**WORK TASK:**
Spot each line in the data below containing "fedora" and copy it.

**SUPPLIED RECORDS:**

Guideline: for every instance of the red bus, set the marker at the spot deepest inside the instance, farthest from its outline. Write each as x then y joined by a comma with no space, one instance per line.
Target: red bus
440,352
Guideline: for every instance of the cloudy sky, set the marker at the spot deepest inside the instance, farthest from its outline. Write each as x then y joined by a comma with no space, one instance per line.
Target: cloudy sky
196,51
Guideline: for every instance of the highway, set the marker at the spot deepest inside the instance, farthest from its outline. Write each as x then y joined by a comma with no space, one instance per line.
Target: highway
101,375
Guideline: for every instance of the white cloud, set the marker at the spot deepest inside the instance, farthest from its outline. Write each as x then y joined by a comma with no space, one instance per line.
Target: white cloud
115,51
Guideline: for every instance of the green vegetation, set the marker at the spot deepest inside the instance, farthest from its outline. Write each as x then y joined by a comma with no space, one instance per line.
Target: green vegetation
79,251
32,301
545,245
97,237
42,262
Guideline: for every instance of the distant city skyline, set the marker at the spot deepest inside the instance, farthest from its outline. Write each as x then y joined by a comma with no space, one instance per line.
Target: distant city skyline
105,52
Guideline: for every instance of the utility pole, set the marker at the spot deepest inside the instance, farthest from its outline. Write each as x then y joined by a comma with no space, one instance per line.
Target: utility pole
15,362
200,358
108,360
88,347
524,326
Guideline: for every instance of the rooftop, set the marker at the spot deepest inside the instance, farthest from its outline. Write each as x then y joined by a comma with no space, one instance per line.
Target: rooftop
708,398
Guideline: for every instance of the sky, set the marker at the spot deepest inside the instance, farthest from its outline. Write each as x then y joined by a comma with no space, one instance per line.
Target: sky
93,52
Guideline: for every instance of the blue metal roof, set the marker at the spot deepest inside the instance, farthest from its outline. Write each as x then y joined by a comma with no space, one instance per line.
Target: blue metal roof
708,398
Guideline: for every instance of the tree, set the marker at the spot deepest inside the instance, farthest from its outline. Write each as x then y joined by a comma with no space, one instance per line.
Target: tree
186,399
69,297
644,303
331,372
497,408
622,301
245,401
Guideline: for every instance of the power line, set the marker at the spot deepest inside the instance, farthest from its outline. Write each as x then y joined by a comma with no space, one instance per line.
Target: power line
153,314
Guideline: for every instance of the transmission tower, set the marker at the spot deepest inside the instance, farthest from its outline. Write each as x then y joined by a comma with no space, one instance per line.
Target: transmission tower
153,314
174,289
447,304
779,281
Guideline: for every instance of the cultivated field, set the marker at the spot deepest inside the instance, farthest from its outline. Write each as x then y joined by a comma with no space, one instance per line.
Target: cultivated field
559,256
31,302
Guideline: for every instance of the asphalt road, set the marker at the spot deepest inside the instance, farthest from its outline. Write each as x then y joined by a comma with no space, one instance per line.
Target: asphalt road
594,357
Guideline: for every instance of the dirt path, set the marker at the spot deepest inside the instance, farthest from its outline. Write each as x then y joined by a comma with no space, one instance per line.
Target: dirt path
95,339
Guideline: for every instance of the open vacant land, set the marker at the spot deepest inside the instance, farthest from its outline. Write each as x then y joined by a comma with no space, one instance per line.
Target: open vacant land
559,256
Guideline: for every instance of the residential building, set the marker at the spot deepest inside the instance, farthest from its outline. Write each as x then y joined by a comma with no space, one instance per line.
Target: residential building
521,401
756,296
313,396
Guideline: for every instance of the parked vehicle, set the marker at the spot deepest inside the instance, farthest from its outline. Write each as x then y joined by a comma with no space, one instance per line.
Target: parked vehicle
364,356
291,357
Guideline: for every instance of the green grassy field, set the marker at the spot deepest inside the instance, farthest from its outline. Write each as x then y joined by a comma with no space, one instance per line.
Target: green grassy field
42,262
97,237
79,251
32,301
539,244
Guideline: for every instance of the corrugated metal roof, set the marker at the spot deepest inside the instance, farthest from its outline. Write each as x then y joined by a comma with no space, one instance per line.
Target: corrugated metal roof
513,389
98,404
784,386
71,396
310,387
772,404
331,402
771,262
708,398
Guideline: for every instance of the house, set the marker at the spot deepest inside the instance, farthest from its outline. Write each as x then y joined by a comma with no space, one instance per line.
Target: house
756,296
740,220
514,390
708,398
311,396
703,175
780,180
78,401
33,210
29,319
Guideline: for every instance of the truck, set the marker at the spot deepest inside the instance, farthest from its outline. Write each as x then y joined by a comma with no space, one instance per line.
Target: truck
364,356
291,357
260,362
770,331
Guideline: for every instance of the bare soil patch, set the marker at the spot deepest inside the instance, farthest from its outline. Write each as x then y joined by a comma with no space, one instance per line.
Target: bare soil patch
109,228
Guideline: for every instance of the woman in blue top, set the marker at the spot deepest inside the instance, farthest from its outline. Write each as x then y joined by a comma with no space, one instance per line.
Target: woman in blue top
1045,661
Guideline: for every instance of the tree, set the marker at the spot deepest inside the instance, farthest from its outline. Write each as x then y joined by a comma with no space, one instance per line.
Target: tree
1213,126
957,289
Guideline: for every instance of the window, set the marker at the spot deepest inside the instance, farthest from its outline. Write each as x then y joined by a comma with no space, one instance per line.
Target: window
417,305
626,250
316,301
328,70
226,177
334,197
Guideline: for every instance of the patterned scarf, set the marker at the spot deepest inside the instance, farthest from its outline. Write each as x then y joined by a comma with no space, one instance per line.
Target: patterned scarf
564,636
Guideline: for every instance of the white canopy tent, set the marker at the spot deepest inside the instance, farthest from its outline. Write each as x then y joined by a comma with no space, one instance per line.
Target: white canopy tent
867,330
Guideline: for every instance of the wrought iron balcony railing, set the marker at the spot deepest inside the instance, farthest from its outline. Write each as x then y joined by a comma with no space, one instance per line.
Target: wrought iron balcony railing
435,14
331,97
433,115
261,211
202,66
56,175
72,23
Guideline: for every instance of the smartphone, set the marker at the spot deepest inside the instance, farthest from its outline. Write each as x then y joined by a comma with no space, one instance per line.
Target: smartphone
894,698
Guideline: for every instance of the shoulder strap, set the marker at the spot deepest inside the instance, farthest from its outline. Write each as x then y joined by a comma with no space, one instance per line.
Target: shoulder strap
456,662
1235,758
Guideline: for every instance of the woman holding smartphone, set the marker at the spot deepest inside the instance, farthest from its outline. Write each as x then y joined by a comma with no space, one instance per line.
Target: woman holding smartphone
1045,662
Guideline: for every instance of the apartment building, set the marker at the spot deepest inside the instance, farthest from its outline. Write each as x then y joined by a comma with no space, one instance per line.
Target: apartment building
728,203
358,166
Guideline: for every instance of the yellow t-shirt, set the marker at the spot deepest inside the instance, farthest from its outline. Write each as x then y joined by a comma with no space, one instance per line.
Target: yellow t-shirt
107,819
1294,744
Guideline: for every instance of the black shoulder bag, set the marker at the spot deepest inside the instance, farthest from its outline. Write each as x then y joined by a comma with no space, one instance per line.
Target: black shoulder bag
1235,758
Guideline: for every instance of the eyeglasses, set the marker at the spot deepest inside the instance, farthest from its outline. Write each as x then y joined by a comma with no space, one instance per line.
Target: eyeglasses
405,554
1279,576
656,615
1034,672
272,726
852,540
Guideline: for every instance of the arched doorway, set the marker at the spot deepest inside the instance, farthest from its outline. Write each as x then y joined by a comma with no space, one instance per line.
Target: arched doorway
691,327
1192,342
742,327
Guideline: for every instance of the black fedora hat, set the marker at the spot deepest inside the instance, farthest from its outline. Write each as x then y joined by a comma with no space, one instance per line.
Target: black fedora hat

**RESPONSE:**
Guideline: for every instance of the black fedora hat, set the marker at the spot deepest inside the instance, farthest from its outline. Write each as x then y joined by a comma with no space, one instance per line.
Target: black fedora hat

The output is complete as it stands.